Demander à ses collègues combien ils gagnent, est-ce acceptable ? On évite habituellement de poser la question directement, car celle-ci pourrait être jugée indiscrète. D’autant plus que certaines entreprises exigent de leurs employés qu’ils demeurent discrets quant à leur salaire. Près du quart des Canadiens estiment que l’argent est un sujet aussi tabou que le sexe, la politique et la religion, selon un sondage mené par FP Canada en 2020. Jusqu’à tout récemment, parler de finances était même un thème délicat au sein… du couple québécois ! Heureusement, les nouvelles générations semblent beaucoup moins complexées, de sorte que la question des salaires, des dettes ou des placements est plus facilement abordée, surtout entre proches.
La faute de l’Église ?
Pour mieux comprendre la relation qu’entretiennent les Québécois avec l’argent, il est essentiel de savoir que la société fut longtemps dominée par les valeurs de l’Église catholique, qui ne portait pas un regard bienveillant sur les richesses matérielles. Par conséquent, les personnes privilégiées tentaient de dissimuler leur fortune ou de donner aux moins bien nantis. Même si l’influence du religieux est révolue, force est de constater que le bagage judéo-chrétien teinte encore aujourd’hui le manque d’aisance avec laquelle un Québécois expose sa richesse — ou, au contraire, ses difficultés. En revanche, la classe moyenne serait plus à l’aise d’en discuter… à demi-mot, c’est-à-dire sans tout révéler en détail.

**Données de l’exercice**:
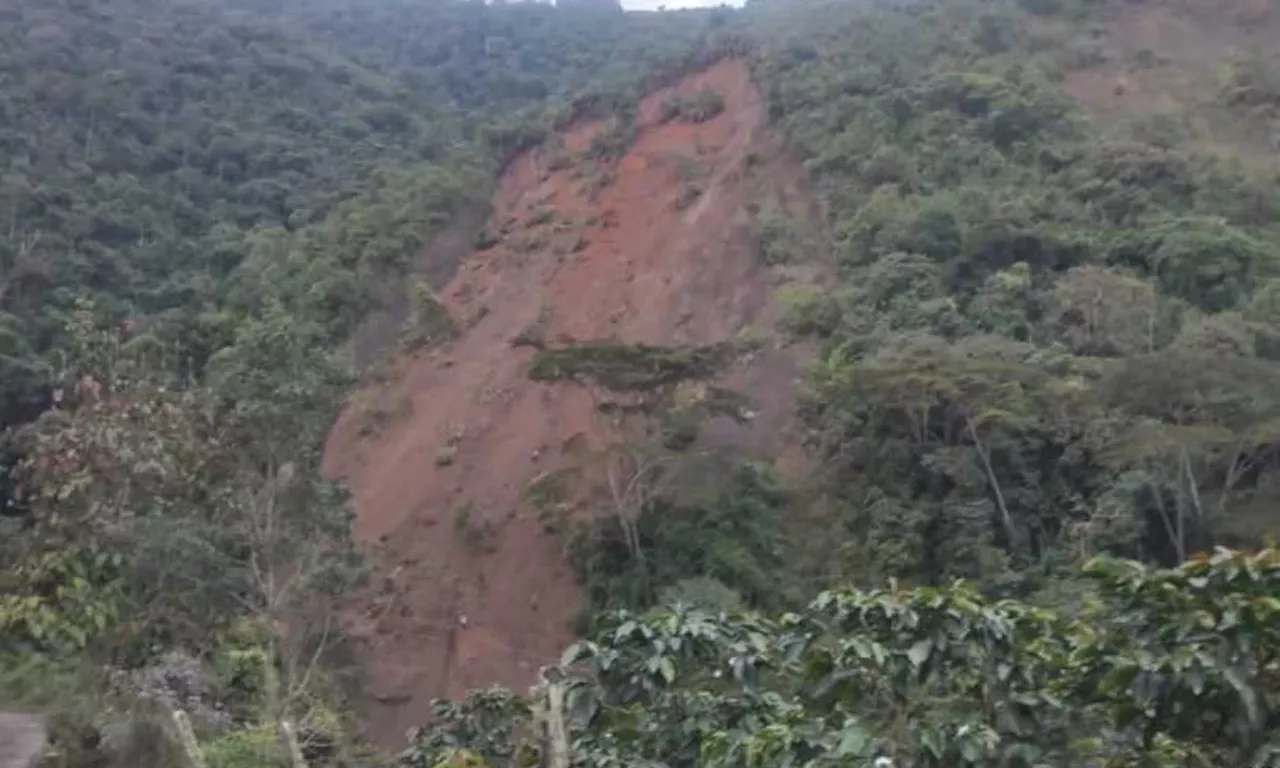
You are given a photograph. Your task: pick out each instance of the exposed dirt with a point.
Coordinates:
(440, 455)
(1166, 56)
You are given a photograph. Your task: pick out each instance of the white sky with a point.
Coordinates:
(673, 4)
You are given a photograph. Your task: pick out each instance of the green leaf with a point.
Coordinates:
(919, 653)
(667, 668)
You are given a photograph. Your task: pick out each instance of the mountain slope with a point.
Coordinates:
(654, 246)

...

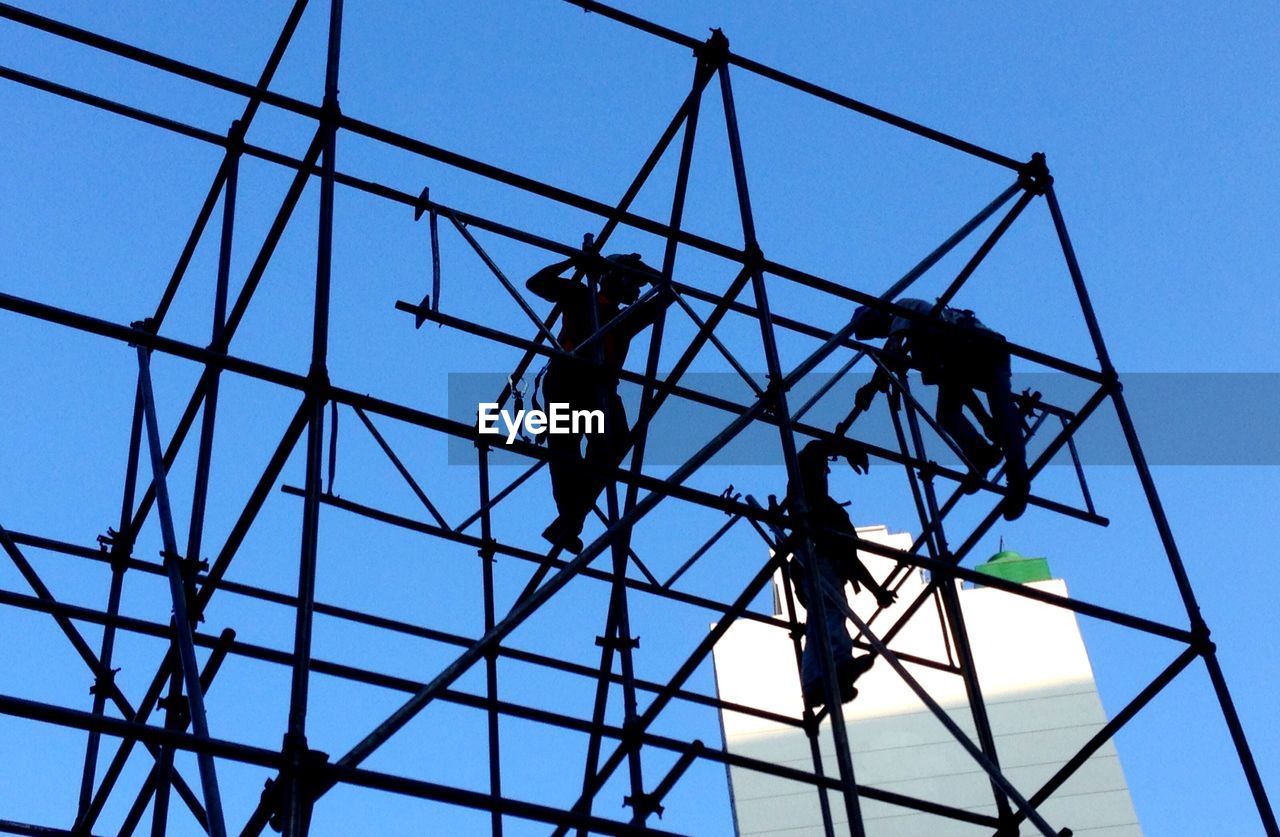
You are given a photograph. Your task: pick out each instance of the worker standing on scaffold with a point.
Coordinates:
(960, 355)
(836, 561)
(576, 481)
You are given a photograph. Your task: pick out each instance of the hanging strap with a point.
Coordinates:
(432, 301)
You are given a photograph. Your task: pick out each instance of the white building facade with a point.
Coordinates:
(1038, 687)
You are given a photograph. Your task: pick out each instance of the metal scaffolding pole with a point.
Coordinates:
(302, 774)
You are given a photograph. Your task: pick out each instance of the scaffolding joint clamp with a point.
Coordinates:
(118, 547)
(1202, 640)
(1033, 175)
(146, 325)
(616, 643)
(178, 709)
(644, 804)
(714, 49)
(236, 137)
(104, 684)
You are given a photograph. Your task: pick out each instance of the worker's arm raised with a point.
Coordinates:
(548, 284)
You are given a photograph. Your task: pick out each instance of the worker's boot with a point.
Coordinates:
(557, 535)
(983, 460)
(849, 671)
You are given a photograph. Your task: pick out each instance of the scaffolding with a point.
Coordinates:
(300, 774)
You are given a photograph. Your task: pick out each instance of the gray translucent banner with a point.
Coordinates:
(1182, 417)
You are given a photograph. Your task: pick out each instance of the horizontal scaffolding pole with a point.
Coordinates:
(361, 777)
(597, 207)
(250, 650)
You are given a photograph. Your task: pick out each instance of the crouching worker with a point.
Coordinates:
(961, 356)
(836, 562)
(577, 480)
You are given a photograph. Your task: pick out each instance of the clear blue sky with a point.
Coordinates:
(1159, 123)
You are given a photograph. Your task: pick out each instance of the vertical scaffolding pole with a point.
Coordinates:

---

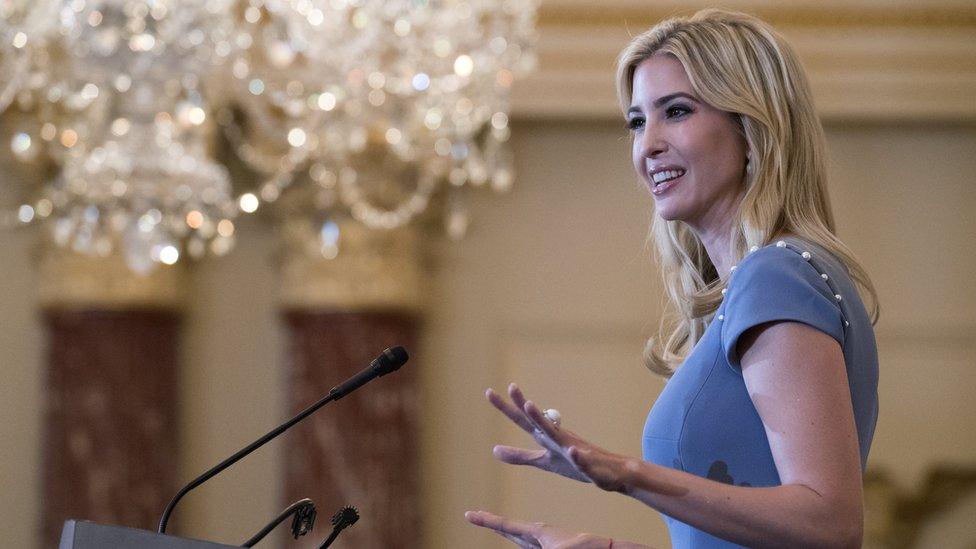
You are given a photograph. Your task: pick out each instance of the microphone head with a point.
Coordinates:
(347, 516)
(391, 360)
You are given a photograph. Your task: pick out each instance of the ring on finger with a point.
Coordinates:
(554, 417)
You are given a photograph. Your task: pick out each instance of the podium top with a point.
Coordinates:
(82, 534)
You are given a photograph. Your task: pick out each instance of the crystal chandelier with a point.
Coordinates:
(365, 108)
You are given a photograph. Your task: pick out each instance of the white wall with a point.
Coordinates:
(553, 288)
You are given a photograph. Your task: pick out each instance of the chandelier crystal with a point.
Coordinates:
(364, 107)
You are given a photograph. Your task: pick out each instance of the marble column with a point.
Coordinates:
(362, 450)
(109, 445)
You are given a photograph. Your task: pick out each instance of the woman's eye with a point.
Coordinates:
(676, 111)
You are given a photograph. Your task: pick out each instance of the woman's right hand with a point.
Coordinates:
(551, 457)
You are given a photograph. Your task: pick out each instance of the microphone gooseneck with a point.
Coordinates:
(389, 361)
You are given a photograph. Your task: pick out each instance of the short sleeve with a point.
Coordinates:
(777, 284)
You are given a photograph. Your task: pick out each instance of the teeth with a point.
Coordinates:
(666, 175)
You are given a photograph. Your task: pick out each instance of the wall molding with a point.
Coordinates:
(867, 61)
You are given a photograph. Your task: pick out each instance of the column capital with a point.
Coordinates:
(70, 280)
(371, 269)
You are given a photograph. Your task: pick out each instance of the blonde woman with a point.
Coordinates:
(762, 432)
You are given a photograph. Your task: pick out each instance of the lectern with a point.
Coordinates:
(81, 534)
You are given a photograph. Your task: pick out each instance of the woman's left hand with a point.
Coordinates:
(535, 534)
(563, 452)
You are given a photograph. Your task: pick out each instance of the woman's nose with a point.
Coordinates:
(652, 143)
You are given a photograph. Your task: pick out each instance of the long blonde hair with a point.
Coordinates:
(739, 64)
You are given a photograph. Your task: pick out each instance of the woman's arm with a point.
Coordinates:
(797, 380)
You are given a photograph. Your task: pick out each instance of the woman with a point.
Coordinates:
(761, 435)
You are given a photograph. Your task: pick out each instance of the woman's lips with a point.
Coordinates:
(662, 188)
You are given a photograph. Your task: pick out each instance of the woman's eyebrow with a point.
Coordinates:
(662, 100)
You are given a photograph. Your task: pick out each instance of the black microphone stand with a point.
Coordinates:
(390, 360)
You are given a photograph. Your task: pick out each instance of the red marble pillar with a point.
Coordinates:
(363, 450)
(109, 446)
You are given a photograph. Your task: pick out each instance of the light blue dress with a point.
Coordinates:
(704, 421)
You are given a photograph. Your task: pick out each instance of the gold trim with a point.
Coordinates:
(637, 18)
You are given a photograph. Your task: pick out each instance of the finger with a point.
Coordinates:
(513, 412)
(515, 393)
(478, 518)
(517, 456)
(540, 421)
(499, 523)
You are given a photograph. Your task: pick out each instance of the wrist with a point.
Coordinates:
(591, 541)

**Consigne A**: Pour chacun des énoncés suivants, dites si l’extrait sur les Québécois et l’argent le confirme, en répondant par oui ou par non et en citant les mots décisifs du texte. (i) Selon le sondage de FP Canada, près de la moitié des Canadiens jugent l’argent aussi tabou que le sexe, la politique et la religion. (ii) L’Église catholique voyait les richesses matérielles d’un œil favorable. (iii) Les nouvelles générations abordent plus facilement la question des salaires.
**Consigne B**: Rassemblez toutes les lignes des entrées qui contiennent le mot « crystal », en tenant compte de la casse.

**Résultat A**:
(i) Non : « Près du quart des Canadiens estiment que l’argent est un sujet aussi tabou que le sexe, la politique et la religion ».
(ii) Non : « qui ne portait pas un regard bienveillant sur les richesses matérielles ».
(iii) Oui : « les nouvelles générations semblent beaucoup moins complexées, de sorte que la question des salaires, des dettes ou des placements est plus facilement abordée ».

**Résultat B**:
You are given a photograph. Your task: pick out each instance of the crystal chandelier with a point.
You are given a photograph. Your task: pick out each instance of the chandelier crystal with a point.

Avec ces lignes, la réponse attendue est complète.